┌─ Records to use

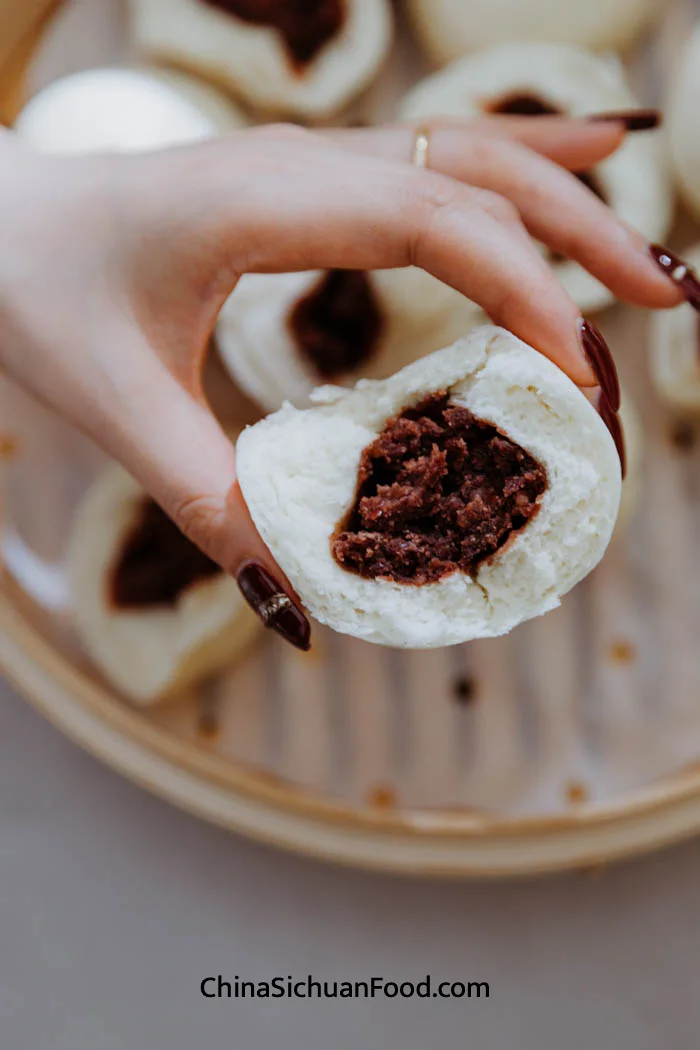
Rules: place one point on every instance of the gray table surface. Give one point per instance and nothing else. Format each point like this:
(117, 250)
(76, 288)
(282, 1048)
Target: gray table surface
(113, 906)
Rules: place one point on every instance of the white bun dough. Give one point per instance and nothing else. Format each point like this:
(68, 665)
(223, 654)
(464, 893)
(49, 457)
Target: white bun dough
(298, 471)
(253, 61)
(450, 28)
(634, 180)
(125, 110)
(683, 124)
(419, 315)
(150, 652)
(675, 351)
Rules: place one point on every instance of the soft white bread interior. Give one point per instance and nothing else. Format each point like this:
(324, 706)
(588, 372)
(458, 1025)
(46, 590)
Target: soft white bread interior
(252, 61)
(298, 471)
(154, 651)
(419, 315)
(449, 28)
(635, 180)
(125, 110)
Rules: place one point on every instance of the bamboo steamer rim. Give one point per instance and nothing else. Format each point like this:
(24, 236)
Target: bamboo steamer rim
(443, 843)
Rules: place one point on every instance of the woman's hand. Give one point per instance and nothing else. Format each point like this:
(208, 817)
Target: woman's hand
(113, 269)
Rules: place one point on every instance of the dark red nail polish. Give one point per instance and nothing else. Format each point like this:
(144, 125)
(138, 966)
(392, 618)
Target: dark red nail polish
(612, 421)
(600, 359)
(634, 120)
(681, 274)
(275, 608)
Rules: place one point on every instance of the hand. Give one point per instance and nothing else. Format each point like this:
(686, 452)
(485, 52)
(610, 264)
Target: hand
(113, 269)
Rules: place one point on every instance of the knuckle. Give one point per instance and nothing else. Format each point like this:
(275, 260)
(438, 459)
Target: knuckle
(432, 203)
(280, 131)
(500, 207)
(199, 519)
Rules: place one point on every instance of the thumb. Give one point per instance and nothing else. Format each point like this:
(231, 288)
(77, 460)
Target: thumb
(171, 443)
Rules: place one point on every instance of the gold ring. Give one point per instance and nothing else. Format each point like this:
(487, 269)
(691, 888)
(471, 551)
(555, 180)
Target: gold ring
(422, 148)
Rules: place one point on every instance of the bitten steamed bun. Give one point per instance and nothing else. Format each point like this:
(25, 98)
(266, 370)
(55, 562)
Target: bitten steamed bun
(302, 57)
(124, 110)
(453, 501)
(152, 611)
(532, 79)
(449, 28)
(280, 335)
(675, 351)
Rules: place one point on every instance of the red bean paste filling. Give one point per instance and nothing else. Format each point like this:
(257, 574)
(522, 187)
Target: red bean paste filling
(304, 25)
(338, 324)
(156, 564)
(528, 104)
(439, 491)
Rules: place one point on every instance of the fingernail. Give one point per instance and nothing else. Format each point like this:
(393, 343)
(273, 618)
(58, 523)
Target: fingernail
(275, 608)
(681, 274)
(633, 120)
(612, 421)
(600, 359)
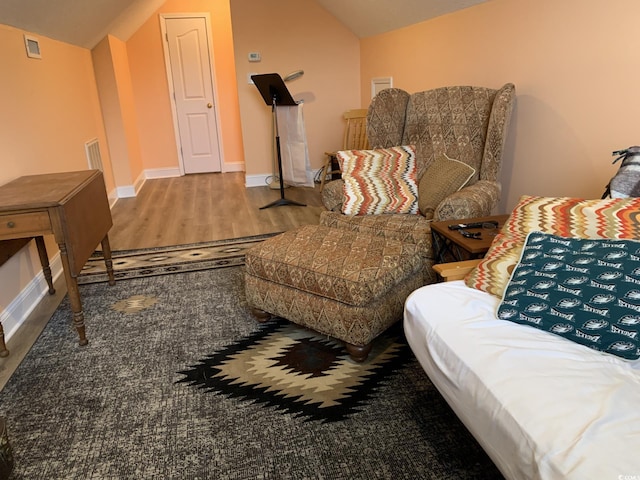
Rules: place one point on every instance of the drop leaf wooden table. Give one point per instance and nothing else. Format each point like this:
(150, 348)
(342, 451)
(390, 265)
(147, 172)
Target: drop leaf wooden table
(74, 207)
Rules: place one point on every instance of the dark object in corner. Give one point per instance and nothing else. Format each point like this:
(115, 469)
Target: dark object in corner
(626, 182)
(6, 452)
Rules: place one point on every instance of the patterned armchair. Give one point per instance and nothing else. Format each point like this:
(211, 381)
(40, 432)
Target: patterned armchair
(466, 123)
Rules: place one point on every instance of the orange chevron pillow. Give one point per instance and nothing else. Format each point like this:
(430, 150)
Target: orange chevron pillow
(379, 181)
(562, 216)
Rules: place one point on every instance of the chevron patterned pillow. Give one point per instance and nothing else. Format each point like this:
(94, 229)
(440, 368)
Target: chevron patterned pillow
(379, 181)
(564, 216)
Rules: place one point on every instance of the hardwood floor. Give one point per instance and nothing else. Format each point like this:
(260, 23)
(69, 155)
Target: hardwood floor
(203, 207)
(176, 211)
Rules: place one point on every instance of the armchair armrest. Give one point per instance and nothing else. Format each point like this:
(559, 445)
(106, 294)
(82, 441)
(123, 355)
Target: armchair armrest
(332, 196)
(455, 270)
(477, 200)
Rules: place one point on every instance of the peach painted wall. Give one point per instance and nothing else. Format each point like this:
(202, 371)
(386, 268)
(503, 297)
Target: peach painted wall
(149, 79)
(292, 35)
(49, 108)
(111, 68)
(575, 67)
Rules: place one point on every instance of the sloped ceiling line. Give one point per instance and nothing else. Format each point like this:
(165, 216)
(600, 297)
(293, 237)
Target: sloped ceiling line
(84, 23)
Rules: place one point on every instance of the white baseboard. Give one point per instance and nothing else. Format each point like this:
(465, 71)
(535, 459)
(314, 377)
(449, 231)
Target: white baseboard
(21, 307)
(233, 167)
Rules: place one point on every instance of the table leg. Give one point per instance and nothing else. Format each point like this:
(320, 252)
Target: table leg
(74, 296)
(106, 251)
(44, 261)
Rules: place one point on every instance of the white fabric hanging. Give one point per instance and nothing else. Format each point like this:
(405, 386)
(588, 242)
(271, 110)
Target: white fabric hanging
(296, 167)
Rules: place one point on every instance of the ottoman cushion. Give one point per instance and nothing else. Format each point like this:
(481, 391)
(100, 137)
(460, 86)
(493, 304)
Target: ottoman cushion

└─

Aim:
Can you reproduce every one of the records above word for word, leaving the pictures out?

Output:
Rules: place one point on every instance of the gray table surface. Give one point per instance and nothing else. Format each point like this:
(117, 250)
(76, 288)
(282, 1048)
Target: gray table surface
(113, 906)
Rules: place one point on every instance of the white bun dough. Give one point per instance and nothing else. Format each point like this:
(68, 665)
(223, 654)
(464, 893)
(49, 457)
Target: white bun dough
(298, 471)
(253, 61)
(450, 28)
(634, 180)
(125, 110)
(683, 124)
(419, 315)
(150, 652)
(675, 351)
Rules: place one point on every instance of the soft white bread interior. Give one point per instance and nothing else. Format each point like this:
(324, 706)
(588, 372)
(458, 1025)
(46, 590)
Target: soft white bread interior
(252, 61)
(298, 471)
(154, 651)
(419, 315)
(449, 28)
(635, 180)
(125, 110)
Rules: place one point on every instance of the bamboo steamer rim. Give one point per instance and nothing else. Format each point like this:
(24, 236)
Target: bamboo steamer rim
(443, 843)
Rules: place one point on every instance of the woman's hand. Give one point per instance and nothing else. Format each point like this:
(208, 817)
Target: woman's hand
(113, 269)
Rules: place one point on every instance of the dark red nail polish. Give one point per instance and nothing else. Format each point like this:
(144, 125)
(138, 966)
(392, 618)
Target: dark red nail polish
(612, 421)
(600, 359)
(634, 120)
(681, 274)
(275, 608)
Rules: place one point on every instance of the hand. Give one point per instance and nothing else. Format each point like this:
(686, 452)
(485, 52)
(610, 264)
Target: hand
(113, 269)
Rules: place one point on every instance of the knuckle. Give one point per instance and nothing else. Format each point like this:
(275, 260)
(438, 459)
Target: knuckle
(432, 203)
(280, 131)
(500, 207)
(199, 519)
Rules: place one point on every instance of the thumb. Give one point per instance and nothing else. Format each point like this:
(231, 288)
(77, 460)
Target: thumb
(171, 443)
Rules: place one point on every instance of the gold ring. Give one point per instance and nothing else. Format each point like this:
(487, 269)
(691, 888)
(471, 551)
(555, 180)
Target: gold ring
(422, 148)
Rules: place one point on every instance of the bitten steamed bun. Give one point per instance and nothing else. Format each point like this:
(25, 98)
(266, 370)
(55, 562)
Target: bitten steamed bun
(302, 57)
(124, 110)
(453, 501)
(152, 611)
(532, 79)
(449, 28)
(280, 335)
(675, 351)
Rules: place one point on every instance of the red bean paste filling. Give one point per instance and nothing else. Format each point like this:
(257, 574)
(522, 187)
Target: red bean paste filling
(304, 25)
(338, 324)
(156, 564)
(528, 104)
(439, 491)
Rules: place one point on every instance of the fingernail. Give one point per instance and nothing else. Format each point like this:
(393, 343)
(273, 618)
(58, 523)
Target: fingernail
(275, 608)
(681, 274)
(633, 120)
(612, 421)
(600, 359)
Rules: place one point on every instance of the drop leaf wooden table. Give one point per instance and nothing else. Format each point like this:
(150, 348)
(342, 451)
(390, 265)
(147, 172)
Target: drop leaf wooden table
(74, 207)
Rules: place one point on every instance of the dark object in corner. Give one point per instance and nothing else. Format each point like this:
(115, 469)
Target: dark object in corner
(626, 182)
(6, 452)
Rules: place one point on every instance of the patterned armchair. Give one point per instance and nothing else. Format each point like this:
(211, 381)
(40, 432)
Target: patterned armchair
(466, 123)
Rules: place one point on every instance of the orange chevron pillow. Give one point per instance and nothing else. Format each point like this:
(430, 150)
Target: orange chevron pillow
(379, 181)
(562, 216)
Rules: place one point on every instance of the chevron patterned pillow. Give one point per instance and nothing else. Format each point like this:
(94, 229)
(440, 368)
Target: chevron patterned pillow
(379, 181)
(564, 216)
Rules: place one point on every instance of the hardwood floor. Give one point per instance and nothing else. Format each point like this:
(260, 23)
(69, 155)
Target: hardwood floor
(203, 207)
(176, 211)
Rules: place one point on every instance of the armchair armrest. Give one point per instance and nothing else. Format each point like this:
(559, 445)
(106, 294)
(82, 441)
(123, 355)
Target: armchair armrest
(332, 196)
(455, 270)
(477, 200)
Rules: place one point on every instance of the peach painted wall. Give one point per instance and nothing else. Format each point like this:
(202, 371)
(386, 268)
(503, 297)
Target: peach painted wall
(149, 79)
(292, 35)
(49, 108)
(111, 68)
(575, 67)
Rules: place one point on every instance of the sloped ceiling line. Give one point per instance and nothing else. Format each point like this:
(165, 216)
(600, 297)
(293, 237)
Target: sloped ceiling line
(84, 23)
Rules: place one point on every instance of the white baseboard. Give one point per instance and nothing else. Format each point like this:
(465, 71)
(535, 459)
(314, 377)
(449, 231)
Target: white baseboard
(21, 307)
(233, 167)
Rules: place one point on every instance of the table leg. Give one point per instance and nothing else. Format each point like this:
(320, 252)
Target: table leg
(74, 296)
(106, 251)
(44, 261)
Rules: place one point on every instance of the white fabric hanging. Give one point per instance and nothing else. Format each point like this:
(405, 386)
(588, 242)
(271, 110)
Target: white fabric hanging
(296, 167)
Rules: place one point on every instance of the ottoman cushion. Give one point per instance and nothing else. Format each point like this:
(481, 391)
(100, 137)
(460, 86)
(493, 304)
Target: ottoman cushion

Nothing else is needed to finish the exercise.